What to do:
Nothing in the entries may change when you repeat them, and no images may appear.

Given entries:
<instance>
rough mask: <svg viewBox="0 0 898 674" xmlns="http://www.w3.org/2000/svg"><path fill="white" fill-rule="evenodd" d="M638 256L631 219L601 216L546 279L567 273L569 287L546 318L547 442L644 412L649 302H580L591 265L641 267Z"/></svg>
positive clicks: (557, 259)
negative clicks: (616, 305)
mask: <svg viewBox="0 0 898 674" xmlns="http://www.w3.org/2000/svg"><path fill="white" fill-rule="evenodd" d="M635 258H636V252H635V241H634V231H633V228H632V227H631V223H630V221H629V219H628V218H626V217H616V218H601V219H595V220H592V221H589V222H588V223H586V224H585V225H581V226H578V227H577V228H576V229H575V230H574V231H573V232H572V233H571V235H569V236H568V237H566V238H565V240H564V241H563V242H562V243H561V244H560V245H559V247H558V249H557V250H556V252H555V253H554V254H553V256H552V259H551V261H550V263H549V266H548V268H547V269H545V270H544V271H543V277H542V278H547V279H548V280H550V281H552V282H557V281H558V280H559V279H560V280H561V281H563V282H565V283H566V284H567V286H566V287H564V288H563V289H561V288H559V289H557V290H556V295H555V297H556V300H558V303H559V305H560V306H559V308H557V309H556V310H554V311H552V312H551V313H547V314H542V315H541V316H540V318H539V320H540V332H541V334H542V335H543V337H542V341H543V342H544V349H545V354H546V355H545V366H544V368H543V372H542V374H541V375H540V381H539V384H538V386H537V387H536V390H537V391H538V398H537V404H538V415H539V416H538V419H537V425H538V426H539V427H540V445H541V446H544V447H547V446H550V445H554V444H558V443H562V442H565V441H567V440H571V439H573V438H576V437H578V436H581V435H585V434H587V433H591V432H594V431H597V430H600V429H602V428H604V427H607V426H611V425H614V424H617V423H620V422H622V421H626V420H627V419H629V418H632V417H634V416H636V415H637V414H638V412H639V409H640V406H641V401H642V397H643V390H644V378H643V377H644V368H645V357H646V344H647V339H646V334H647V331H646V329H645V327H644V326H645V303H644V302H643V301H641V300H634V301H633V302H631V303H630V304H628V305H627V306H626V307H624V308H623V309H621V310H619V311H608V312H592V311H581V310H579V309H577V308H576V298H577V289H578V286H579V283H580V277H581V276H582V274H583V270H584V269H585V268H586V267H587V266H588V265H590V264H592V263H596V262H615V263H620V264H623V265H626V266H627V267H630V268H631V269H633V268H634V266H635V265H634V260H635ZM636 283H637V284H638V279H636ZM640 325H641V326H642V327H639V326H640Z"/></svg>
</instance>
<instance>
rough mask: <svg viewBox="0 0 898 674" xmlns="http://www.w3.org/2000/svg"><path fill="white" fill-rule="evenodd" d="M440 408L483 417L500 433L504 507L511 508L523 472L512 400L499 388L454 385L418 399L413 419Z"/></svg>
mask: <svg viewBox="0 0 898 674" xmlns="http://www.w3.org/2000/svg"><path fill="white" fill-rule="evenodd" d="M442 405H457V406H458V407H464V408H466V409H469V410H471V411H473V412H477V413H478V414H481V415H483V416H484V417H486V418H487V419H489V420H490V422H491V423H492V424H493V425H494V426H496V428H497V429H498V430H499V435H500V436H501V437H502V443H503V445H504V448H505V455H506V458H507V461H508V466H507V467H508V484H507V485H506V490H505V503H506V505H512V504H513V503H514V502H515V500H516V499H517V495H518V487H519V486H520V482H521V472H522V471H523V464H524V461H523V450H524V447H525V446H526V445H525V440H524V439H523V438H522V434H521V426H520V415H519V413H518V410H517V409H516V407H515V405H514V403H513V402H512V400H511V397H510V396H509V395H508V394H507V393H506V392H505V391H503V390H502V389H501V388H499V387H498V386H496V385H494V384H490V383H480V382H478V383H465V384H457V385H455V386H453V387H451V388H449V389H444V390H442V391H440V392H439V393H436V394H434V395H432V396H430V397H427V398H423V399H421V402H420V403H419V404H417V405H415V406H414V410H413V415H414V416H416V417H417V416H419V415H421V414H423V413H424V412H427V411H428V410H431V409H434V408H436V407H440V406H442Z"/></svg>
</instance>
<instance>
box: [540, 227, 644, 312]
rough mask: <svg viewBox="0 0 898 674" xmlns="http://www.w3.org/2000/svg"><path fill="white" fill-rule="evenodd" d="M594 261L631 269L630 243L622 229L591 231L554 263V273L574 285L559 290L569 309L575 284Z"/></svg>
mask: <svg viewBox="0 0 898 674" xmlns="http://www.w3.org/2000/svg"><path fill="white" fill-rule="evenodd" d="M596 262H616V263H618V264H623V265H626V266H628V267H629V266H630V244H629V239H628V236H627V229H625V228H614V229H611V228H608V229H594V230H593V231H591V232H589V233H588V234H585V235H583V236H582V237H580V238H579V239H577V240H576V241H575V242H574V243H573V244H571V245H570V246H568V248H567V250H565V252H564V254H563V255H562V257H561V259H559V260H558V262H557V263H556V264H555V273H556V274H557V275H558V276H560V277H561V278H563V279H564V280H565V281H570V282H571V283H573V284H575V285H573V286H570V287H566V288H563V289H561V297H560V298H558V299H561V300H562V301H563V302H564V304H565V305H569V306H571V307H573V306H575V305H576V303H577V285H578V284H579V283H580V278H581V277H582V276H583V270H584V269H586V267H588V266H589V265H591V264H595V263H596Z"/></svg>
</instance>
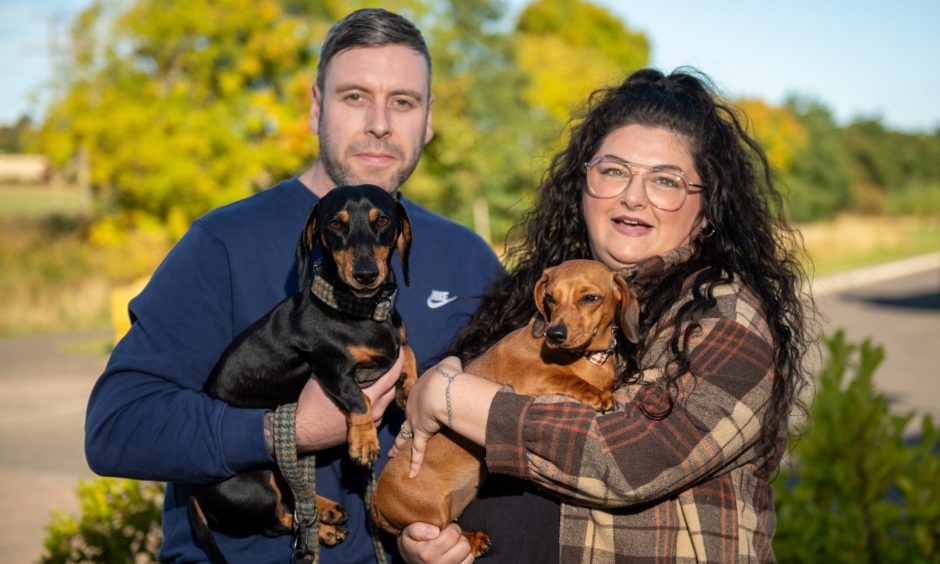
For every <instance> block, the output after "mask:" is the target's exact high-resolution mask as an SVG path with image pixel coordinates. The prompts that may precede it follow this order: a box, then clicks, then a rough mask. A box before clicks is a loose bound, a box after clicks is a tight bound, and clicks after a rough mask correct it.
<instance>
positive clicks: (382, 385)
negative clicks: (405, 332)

Answer to the exercise:
<instance>
rough mask: <svg viewBox="0 0 898 674" xmlns="http://www.w3.org/2000/svg"><path fill="white" fill-rule="evenodd" d="M638 256L631 219L601 216L546 279L567 273L569 287L546 318L547 442L644 412L649 302H580L591 265L641 267Z"/></svg>
positive clicks: (557, 259)
negative clicks: (616, 305)
mask: <svg viewBox="0 0 898 674" xmlns="http://www.w3.org/2000/svg"><path fill="white" fill-rule="evenodd" d="M635 258H636V252H635V241H634V231H633V228H632V227H631V223H630V221H629V219H628V218H626V217H616V218H601V219H595V220H592V221H589V222H588V223H586V224H585V225H581V226H578V227H577V228H576V229H575V230H574V231H573V232H572V233H571V235H569V236H568V237H566V238H565V240H564V241H563V242H562V243H561V244H560V245H559V247H558V249H557V250H556V252H555V253H554V254H553V256H552V259H551V261H550V263H549V266H548V268H547V269H545V270H544V271H543V277H542V278H547V279H548V280H550V281H552V282H557V281H558V280H559V279H560V280H561V281H563V282H565V283H566V284H567V286H566V287H564V288H563V289H561V288H559V289H557V290H556V295H555V297H556V300H558V303H559V305H560V306H559V308H557V309H556V310H554V311H552V312H551V313H547V314H542V315H541V316H540V318H539V320H540V332H541V334H542V335H543V337H542V341H543V342H544V349H545V354H546V355H545V366H544V368H543V372H542V374H541V375H540V381H539V384H538V386H537V387H536V390H537V391H538V398H537V404H538V415H539V416H538V419H537V425H538V426H539V427H540V445H541V446H544V447H547V446H550V445H554V444H558V443H562V442H565V441H567V440H571V439H573V438H576V437H578V436H581V435H585V434H587V433H591V432H594V431H597V430H600V429H602V428H604V427H607V426H611V425H614V424H617V423H620V422H622V421H626V420H627V419H629V418H632V417H634V416H636V415H637V414H638V412H639V409H640V406H641V401H642V397H643V390H644V378H643V377H644V368H645V357H646V344H647V339H646V334H647V331H646V329H645V327H644V326H645V303H644V302H643V301H641V300H634V301H633V302H631V303H630V304H628V305H627V306H626V307H624V308H623V309H621V310H619V311H608V312H592V311H581V310H579V309H577V308H576V298H577V289H578V286H579V283H580V277H581V276H582V274H583V270H584V269H585V268H586V267H587V266H588V265H590V264H592V263H596V262H615V263H620V264H623V265H626V266H627V267H630V268H631V269H633V268H634V266H635V265H634V260H635ZM636 283H637V284H638V279H636ZM640 325H641V326H642V327H639V326H640Z"/></svg>
</instance>
<instance>
rough mask: <svg viewBox="0 0 898 674" xmlns="http://www.w3.org/2000/svg"><path fill="white" fill-rule="evenodd" d="M440 408L483 417L500 433L504 507L511 508L523 472L512 400L499 388L454 385L418 399L413 419Z"/></svg>
mask: <svg viewBox="0 0 898 674" xmlns="http://www.w3.org/2000/svg"><path fill="white" fill-rule="evenodd" d="M442 405H457V406H458V407H464V408H466V409H469V410H471V411H473V412H477V413H478V414H481V415H483V416H484V417H486V418H487V419H489V420H490V422H491V423H492V424H493V425H494V426H496V428H497V429H498V430H499V435H500V436H501V437H502V443H503V445H504V448H505V455H506V458H507V461H508V466H507V467H508V484H507V485H506V490H505V503H506V505H512V504H513V503H514V502H515V500H516V499H517V495H518V487H519V486H520V482H521V472H522V471H523V464H524V461H523V450H524V447H525V446H526V445H525V440H524V439H523V438H522V434H521V426H520V415H519V413H518V410H517V409H516V407H515V405H514V403H513V402H512V400H511V397H510V396H509V395H508V394H507V393H506V392H505V391H503V390H502V389H501V388H499V387H498V386H496V385H494V384H490V383H480V382H478V383H465V384H457V385H455V386H453V387H451V388H449V389H444V390H442V391H440V392H439V393H436V394H434V395H432V396H430V397H427V398H423V399H421V402H420V403H419V404H417V405H415V406H414V410H413V415H414V416H416V417H417V416H419V415H421V414H423V413H424V412H427V411H428V410H431V409H434V408H436V407H440V406H442Z"/></svg>
</instance>
<instance>
box: [540, 227, 644, 312]
rough mask: <svg viewBox="0 0 898 674" xmlns="http://www.w3.org/2000/svg"><path fill="white" fill-rule="evenodd" d="M594 261L631 269L630 243L622 229L591 231L554 263V273L574 285L559 290L569 309L575 284Z"/></svg>
mask: <svg viewBox="0 0 898 674" xmlns="http://www.w3.org/2000/svg"><path fill="white" fill-rule="evenodd" d="M596 262H616V263H618V264H623V265H626V266H628V267H629V266H630V244H629V239H628V236H627V229H625V228H614V229H611V228H608V229H594V230H593V231H591V232H589V233H588V234H585V235H583V236H582V237H580V238H579V239H577V240H576V241H575V242H574V243H573V244H571V245H570V246H568V248H567V250H565V252H564V254H563V255H562V257H561V259H559V260H558V262H557V263H556V264H555V273H556V274H557V275H558V276H560V277H561V278H563V279H564V280H565V281H570V282H571V283H573V284H575V285H573V286H570V287H566V288H563V289H561V297H560V298H558V299H561V300H562V301H563V302H564V304H565V305H569V306H571V307H573V306H575V305H576V303H577V285H578V284H579V283H580V278H581V277H582V276H583V270H584V269H586V267H588V266H589V265H591V264H595V263H596Z"/></svg>
</instance>
For every <instance> block, the output after "mask:" is the target's exact high-resolution mask as an SVG path with image pixel coordinates. The prompts that may precede it follow this order: a box, then clicks, then a rough mask. A box before clicks is a loose bound, a box after clicks is a tight bound, and clicks after a rough mask correct it.
<instance>
positive clicks: (382, 385)
negative clicks: (405, 332)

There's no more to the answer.